§ **What the task requires**
Copy the passage of the Boyd Park article below, starting with "The family also" and going on through "miracle of mingling.", and replace "laptops" with "tablets".

§ **Extract to read**
The global wanderers of Boyd Park
By Rhonda Dredge
Global IT workers have to make sacrifices in terms of both travel and accommodation until they find the right conditions for a home office and a good life.
Many have tried out jobs in Asian cities before arriving in Melbourne and settling around Boyd Park in Southbank.
Prasoon and Seema Thakura are from Mumbai and they lived in Jakarta, Bangkok and Singapore before coming here 12 years ago.
“People like us go to Australia and the United States,” Prasoon said. “It’s a progression. An employee joins the company and gets experience in international working.”
Prasoon designs IT platforms for media and entertainment broadcasters. Last year the family decided to put down roots and they became the first residents to move into Melbourne Square after buying an apartment off the plan. They’d been looking for seven to eight years.
“For an immigrant coming from Mumbai we are comfortable living in tall vertical complexes,” Prasoon explained.
The family also loves the new Woolworths down below with its diverse shelves and the mix of nationalities in this densely populated enclave around Boyd Park. “People are well-educated, and conversation is easy.”
On any one day, the residents of these surrounding towers, some as high as 91 floors, come down to the park to mingle, let their kids play, work on their laptops, and watch the parade of people pass. It’s a minor miracle of mingling.

Rows from a dataset
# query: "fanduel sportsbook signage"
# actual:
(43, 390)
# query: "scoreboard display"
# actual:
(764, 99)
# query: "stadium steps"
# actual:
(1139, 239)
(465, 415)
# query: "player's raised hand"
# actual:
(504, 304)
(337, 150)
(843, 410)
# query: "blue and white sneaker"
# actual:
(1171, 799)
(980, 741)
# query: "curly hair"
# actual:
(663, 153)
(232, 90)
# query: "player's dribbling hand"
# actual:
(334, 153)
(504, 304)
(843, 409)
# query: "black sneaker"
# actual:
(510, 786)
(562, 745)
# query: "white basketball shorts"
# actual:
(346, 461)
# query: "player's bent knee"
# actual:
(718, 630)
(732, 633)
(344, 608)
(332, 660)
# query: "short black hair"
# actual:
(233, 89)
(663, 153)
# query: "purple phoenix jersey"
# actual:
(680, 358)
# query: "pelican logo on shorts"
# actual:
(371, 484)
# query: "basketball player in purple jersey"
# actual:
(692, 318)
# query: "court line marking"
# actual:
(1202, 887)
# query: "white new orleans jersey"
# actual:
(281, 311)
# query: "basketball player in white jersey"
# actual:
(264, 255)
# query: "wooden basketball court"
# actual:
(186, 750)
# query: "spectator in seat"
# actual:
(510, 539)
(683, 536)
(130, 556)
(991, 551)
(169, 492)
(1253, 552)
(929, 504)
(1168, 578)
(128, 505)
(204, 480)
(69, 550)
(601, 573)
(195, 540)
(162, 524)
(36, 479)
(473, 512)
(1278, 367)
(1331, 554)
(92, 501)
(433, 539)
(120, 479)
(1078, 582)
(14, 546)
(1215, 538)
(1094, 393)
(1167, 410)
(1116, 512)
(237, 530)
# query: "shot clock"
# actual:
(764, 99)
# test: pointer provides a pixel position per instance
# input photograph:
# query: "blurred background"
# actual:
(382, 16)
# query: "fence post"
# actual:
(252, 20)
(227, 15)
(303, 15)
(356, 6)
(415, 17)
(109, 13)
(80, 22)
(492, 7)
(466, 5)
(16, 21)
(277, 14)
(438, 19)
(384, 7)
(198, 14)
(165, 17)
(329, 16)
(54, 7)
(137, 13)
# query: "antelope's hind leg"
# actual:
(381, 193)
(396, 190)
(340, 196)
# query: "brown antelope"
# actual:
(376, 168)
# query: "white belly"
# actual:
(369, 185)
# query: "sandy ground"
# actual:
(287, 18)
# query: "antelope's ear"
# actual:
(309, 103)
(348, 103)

§ **Task response**
The family also loves the new Woolworths down below with its diverse shelves and the mix of nationalities in this densely populated enclave around Boyd Park. “People are well-educated, and conversation is easy.”
On any one day, the residents of these surrounding towers, some as high as 91 floors, come down to the park to mingle, let their kids play, work on their tablets, and watch the parade of people pass. It’s a minor miracle of mingling.